▶ _Extracted entries_

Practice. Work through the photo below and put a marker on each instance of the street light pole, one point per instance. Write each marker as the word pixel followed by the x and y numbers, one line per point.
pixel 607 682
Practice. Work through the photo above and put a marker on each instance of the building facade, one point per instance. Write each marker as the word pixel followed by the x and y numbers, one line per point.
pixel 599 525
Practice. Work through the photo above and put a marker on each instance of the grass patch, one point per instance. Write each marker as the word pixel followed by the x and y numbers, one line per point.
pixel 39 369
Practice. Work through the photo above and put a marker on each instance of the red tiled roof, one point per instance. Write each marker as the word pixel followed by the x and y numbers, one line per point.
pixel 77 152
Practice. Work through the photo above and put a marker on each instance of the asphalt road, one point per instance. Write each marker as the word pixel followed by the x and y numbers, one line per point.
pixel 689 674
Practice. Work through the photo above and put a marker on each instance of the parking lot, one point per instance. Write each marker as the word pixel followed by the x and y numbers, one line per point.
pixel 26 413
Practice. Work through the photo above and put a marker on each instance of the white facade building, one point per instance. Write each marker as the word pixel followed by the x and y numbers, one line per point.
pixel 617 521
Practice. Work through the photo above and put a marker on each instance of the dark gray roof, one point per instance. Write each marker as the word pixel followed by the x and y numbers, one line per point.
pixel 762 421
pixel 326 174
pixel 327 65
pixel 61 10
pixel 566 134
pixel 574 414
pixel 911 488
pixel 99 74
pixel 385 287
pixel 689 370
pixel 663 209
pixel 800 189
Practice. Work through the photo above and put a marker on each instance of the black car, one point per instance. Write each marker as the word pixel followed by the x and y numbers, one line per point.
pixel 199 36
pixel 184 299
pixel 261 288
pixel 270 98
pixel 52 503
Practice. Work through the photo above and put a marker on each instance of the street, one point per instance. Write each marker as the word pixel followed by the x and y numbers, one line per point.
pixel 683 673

▶ _Your instructions_
Print the whole listing above again, every line from start to finish, without changing a single character.

▶ _Answer for this exercise_
Practice. Work through the photo below and put a marker on each instance of the street light pole, one point per instance. Write each marker as the word pixel followed by the x and y numbers, one line per point.
pixel 607 682
Practice. Work through the photo above and put a marker on each instance of the building facade, one point per instance. Write each marker as the word pixel followed by the x and y numbers, one line per point.
pixel 599 525
Practice. Work through the photo above and put a marker on each instance of the grass patch, one point per instance. Write each marker as the word pixel followed by the x and y numbers, one line per point.
pixel 39 369
Practice. Work through the photo above and put a marker on each instance of the red tiled roof, one point per instance. Write each marker as the word pixel followed by the x and y numbers, one line per point.
pixel 77 152
Practice. Work through the photo above and put a marker on each instance of the asphalt road, one point per instance. Write each marker as the word pixel followed by the x and y numbers, one line per point.
pixel 689 674
Practice. Work through the photo above and put a marker on each instance of the parking lot, one point per instance. Write each marker as the word pixel followed by the x and y numbers, one line per point.
pixel 26 413
Practice. Work through the photo above and put a marker on each instance of the white facade building, one point per instance. Write each marker as the word pixel followed by the x and y numbers, one line per point.
pixel 617 521
Practice. Work through the photo above and put a marker on each instance of the dark gray roof, one point per instance. Write each marker as the word pixel followed by the x and y numbers, one line per point.
pixel 762 421
pixel 326 174
pixel 327 65
pixel 61 10
pixel 566 134
pixel 574 414
pixel 911 488
pixel 99 74
pixel 385 287
pixel 689 370
pixel 663 209
pixel 800 189
Practice. Work through the photo above and put a marker on each instance of the black car, one point per instance. Write each marker as the word pixel followed by the x and y numbers, one line per point.
pixel 199 36
pixel 184 299
pixel 261 288
pixel 270 98
pixel 52 503
Practice. Work through the photo above and put a marker on each instance of the street, one point per instance. Write each marker as the word pixel followed by the x and y numbers, one line per point.
pixel 683 673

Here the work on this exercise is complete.